======== RECORDS FOR THIS EXERCISE ========
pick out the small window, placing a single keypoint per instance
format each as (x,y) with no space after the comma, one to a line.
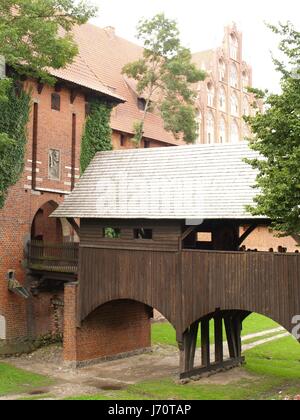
(122,140)
(111,233)
(55,101)
(143,234)
(141,104)
(87,109)
(204,237)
========
> _WRITTEN REQUEST_
Output every line of the listing above as a JSON list of strings, one string per line. Omit blank lines and leave out the picture.

> _TASK OUTPUT_
[
  "pick out the small window, placing a single keypoint per instance",
  "format each as (x,y) with no space after the comma, one to a line.",
  "(122,140)",
  "(111,233)",
  "(55,101)",
  "(143,234)",
  "(141,104)",
  "(87,109)",
  "(204,237)"
]